> **SOURCE DOCUMENT**
---*---

The Ultimate Guide to Studying for the
By Diane H. Williams (Ph.D)
The GRE, or the Graduate Record Exam, is a necessary part of getting into most graduate school programs. It is a broad test of general knowledge, and can be challenging to even the most well-prepared applicants. That’s why we at StudyPool have put together this guide to help you focus your efforts to either get a great score the first time, or to improve your score if you’re going back for another round.
Keep in mind, most experts agree that studying for the GRE should take anywhere from 4-12 weeks. You will want to have a variety of prep strategies during that time – many of which we’ll discuss below – and you will also want to take as many full practice tests as you can. Not only will this help improve each skillset the test is focusing on, it will get you familiar with the pacing of the test, so on the big day, nerves won’t be as big of a factor.
Section One: Verbal Reasoning
The first section of the GRE is the Verbal Reasoning section. It will test your ability to read and understand high-level prose, and then analyze it. There are three types of questions: reading comprehension, text completion and sentence equivalence.
In the past, vocabulary was a massive part of the GRE, and it is still an important factor. However, you will no longer be forced to define words on the spot. Rather, you will be expected to understand how words work in the context of a sentence, and how different modifiers can change the meaning of a word in different situations.

---*---

> **RAW RECORDS**
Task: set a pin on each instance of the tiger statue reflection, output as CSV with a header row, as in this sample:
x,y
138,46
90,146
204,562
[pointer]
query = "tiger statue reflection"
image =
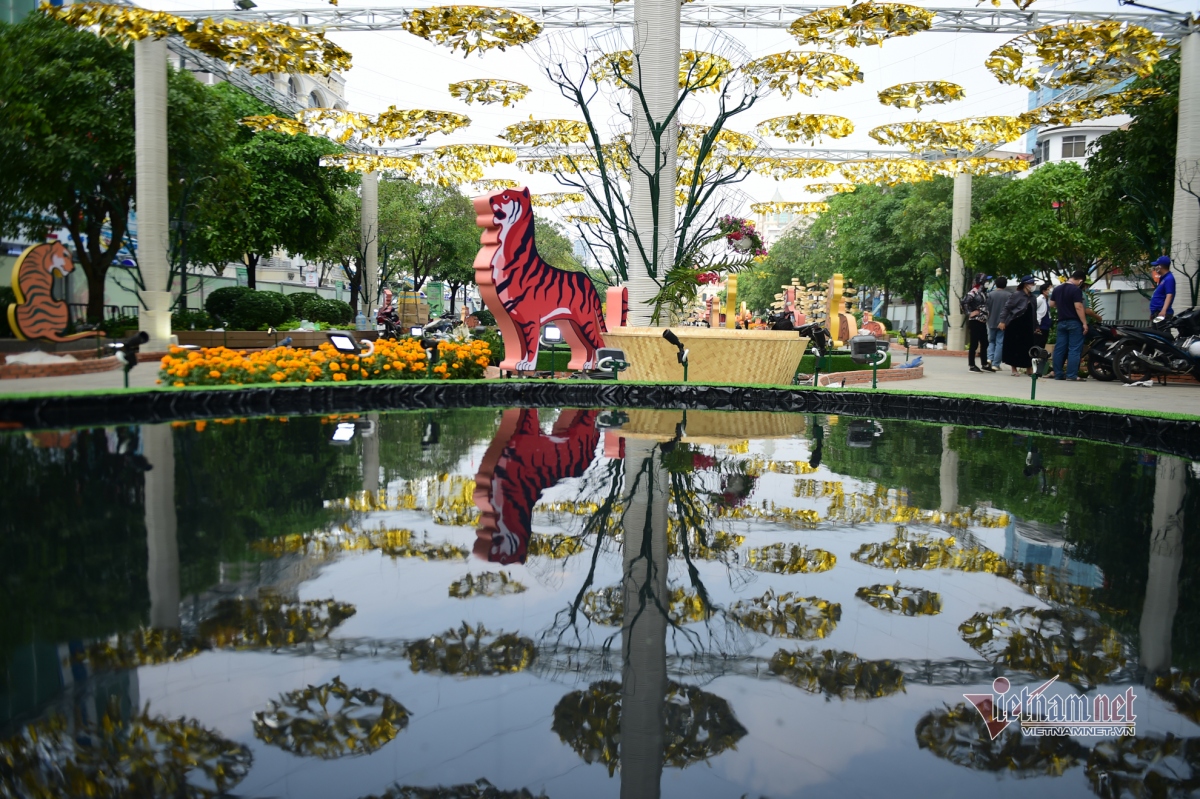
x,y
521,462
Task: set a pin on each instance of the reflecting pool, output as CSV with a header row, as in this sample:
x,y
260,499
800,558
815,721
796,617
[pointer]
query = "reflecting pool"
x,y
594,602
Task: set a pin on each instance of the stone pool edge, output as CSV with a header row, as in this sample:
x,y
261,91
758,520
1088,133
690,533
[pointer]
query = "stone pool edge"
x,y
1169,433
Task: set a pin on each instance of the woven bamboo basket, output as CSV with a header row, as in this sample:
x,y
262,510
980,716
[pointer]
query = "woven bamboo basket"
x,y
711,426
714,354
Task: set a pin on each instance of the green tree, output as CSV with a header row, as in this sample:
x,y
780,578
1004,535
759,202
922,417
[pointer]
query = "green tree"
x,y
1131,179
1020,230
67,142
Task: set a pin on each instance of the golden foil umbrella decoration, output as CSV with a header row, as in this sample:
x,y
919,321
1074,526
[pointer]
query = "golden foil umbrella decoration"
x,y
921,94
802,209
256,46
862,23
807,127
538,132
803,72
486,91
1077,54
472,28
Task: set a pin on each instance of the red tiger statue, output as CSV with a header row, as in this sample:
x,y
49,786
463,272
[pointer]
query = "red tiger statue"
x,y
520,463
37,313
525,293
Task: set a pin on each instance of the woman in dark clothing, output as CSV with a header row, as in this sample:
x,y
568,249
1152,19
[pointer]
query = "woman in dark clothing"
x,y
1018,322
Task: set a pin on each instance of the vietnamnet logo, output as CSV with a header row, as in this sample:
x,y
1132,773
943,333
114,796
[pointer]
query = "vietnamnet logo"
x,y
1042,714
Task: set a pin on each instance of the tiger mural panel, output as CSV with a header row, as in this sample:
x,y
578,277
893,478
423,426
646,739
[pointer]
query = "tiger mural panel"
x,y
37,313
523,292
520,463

---*---

> **GOAL**
Repeat the passage of the GRE study guide that begins at the words "The GRE, or" and stops after the words "for another round.". The rows have no connection to the GRE study guide.

> **SOLUTION FOR THIS TASK**
The GRE, or the Graduate Record Exam, is a necessary part of getting into most graduate school programs. It is a broad test of general knowledge, and can be challenging to even the most well-prepared applicants. That’s why we at StudyPool have put together this guide to help you focus your efforts to either get a great score the first time, or to improve your score if you’re going back for another round.